Text passage
★ ★ ★

On Tuesday, Maryland’s Republican governor Larry Hogan announced that the state would be re-imposing restrictions on public spaces and businesses as daily numbers of COVID-19 cases have doubled in the past month throughout the Mid-Atlantic region, which includes Washington, DC and Virginia.
On Tuesday, the Washington, DC metropolitan region saw 2,859 cases and 27 deaths. This is roughly 30 percent more cases in one day than what was being recorded in the region as recently as a week ago.
Maryland has reported nearly half of these cases, with a running daily average of about 1,270 over the past week. Until Wednesday, the state was in “stage 3” of its reopening process, which allowed “high risk” activities to go on without restriction. In March, Hogan had ordered the state to shelter-in-place as COVID-19 initially swept through the area.
The new restrictions, which went into effect Wednesday, require restaurants and stores to cut their indoor services by 50 percent. In addition, other gatherings have now been restricted to 25 persons. "We're now seeing widespread community transmission. More people are getting infected with the virus, more people are being hospitalized and going into intensive care, and more people are dying,” Hogan said at a press conference Tuesday.

★ ★ ★

Record set
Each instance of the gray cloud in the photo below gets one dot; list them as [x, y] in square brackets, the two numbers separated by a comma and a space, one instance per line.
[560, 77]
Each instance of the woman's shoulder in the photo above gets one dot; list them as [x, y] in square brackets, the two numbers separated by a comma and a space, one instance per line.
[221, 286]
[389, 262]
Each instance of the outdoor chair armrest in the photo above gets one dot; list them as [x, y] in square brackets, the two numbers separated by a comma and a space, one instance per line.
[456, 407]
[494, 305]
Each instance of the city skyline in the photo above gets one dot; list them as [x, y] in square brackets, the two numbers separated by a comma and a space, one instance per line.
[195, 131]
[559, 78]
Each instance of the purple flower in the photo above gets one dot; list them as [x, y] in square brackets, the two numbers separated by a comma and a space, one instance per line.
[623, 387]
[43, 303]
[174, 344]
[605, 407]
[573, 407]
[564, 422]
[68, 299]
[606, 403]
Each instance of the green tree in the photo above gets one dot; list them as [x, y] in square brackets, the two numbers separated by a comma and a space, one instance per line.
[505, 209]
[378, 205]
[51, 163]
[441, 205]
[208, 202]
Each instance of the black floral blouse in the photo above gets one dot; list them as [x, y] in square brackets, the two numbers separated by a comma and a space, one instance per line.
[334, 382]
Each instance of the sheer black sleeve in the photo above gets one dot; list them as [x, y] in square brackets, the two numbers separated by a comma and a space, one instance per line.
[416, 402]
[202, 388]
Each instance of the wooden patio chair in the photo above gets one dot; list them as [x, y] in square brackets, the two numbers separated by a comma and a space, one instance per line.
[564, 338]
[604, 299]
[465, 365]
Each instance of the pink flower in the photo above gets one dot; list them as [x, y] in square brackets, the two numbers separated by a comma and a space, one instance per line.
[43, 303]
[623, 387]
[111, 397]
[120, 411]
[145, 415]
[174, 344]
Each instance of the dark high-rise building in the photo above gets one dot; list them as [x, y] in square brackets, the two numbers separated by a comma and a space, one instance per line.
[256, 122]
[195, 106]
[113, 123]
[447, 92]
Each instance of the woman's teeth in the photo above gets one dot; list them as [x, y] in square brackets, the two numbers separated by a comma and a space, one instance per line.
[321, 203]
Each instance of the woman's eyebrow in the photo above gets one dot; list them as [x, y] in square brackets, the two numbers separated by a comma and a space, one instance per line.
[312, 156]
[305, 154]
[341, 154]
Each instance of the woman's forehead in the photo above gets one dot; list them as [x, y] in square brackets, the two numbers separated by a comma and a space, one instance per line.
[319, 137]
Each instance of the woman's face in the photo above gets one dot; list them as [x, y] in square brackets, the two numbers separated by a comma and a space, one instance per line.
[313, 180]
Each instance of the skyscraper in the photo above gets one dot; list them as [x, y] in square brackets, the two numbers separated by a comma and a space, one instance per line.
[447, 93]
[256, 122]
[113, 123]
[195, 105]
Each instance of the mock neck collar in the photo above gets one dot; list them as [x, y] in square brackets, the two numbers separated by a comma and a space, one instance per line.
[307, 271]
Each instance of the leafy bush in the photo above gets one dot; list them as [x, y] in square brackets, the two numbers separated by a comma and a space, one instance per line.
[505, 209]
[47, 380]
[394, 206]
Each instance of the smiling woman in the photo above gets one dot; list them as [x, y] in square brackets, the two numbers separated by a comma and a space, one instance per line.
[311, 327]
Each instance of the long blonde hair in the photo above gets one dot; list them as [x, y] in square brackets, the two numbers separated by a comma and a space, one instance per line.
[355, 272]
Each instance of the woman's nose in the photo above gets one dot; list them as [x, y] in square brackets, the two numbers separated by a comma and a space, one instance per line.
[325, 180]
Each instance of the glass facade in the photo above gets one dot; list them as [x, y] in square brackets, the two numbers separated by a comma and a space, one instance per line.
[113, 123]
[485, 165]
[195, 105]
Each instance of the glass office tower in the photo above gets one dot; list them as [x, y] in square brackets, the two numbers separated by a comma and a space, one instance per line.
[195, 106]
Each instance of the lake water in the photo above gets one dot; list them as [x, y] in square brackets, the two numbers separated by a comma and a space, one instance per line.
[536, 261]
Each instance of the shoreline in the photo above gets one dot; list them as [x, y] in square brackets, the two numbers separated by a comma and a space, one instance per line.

★ ★ ★

Work request 1
In the report on Maryland's COVID-19 restrictions, what size limit now applies to other gatherings?
Work request 2
Continue the report on Maryland's COVID-19 restrictions, picking up after its final sentence.

Reply 1
Other gatherings are now restricted to 25 persons.

Reply 2
Various metropolitan and heavily populated suburban jurisdictions in the state have gone even further than the statewide measures. In Montgomery County, the most populous region of the state, Democratic County Executive Marc Elrich on Tuesday imposed measures restricting indoor businesses to 25 percent maximum capacity and gatherings to 25 people or less. The city of Baltimore also enacted similar measures that are set to go into effect Thursday.
Hogan’s decision to re-impose social distancing measures comes as daily COVID-19 cases in the United States have cleared upward of 130,000 cases per day and has recorded over 10 million cases as a whole. Daily hospitalization numbers also exceed 60,000 persons.
The re-imposition of safety measures in the Mid-Atlantic follows the region’s various Democratic and Republican governments’ efforts to reopen their jurisdictions with reckless abandon over the summer. This was after the region had barely avoided the surges of COVID-19 that had been seen to the north in New York City in spring.
While initially posturing as more responsible than other state governments, as well as the Trump administration at the federal level, the Mid-Atlantic governments have all embraced the genocidal policy of “herd immunity.”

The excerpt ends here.